**PAGE EXCERPT**
>>>>
Early life, family and education 
William Martin Joel was born in the Bronx, New York on May 9, 1949. When he was one year old, his family moved to the Long Island suburb Hicksville, in the town of Oyster Bay, where he and his cousin Judy, whom his parents adopted, were raised in a section of Levitt homes.

Joel's father, Howard (born Helmut) Joel (1923–2011), a classical pianist and businessman, was born in Nuremberg, Germany to a Jewish family, the son of merchant and manufacturer Karl Amson Joel, and educated in Switzerland. His father had created a highly successful mail order textile business, Joel Macht Fabrik. To escape the Nazi regime, Howard's family emigrated to Switzerland. His father sold his business at a fraction of its value to emigrate. The family reached the United States via Cuba, because immigration quotas for German Jews prevented direct immigration at the time. In the United States, Howard became an engineer but always loved music. Joel's mother, Rosalind (1922–2014), was born in Brooklyn, New York to Jewish parents, Philip and Rebecca Nyman, who emigrated from England.
<<<<
**DATA EXCERPT**
>>>>
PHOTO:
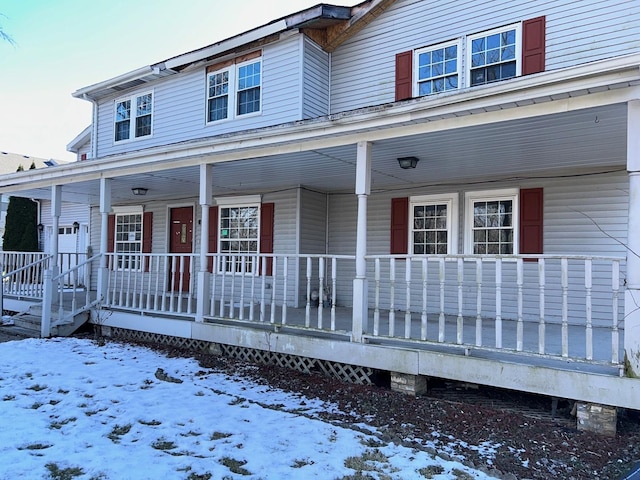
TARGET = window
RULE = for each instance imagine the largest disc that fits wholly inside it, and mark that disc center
<<<<
**STATED EXERCISE**
Does each of these statements agree with the page excerpt on Joel's early life, answering yes or no and quoting the deciding words: (a) Joel's family moved to Hicksville when he was one year old; (b) Howard Joel was born in Switzerland; (c) Rosalind Joel's parents emigrated from Germany?

**RESPONSE TO THE EXERCISE**
(a) Yes: "When he was one year old, his family moved to the Long Island suburb Hicksville"
(b) No: "was born in Nuremberg, Germany"
(c) No: "Philip and Rebecca Nyman, who emigrated from England"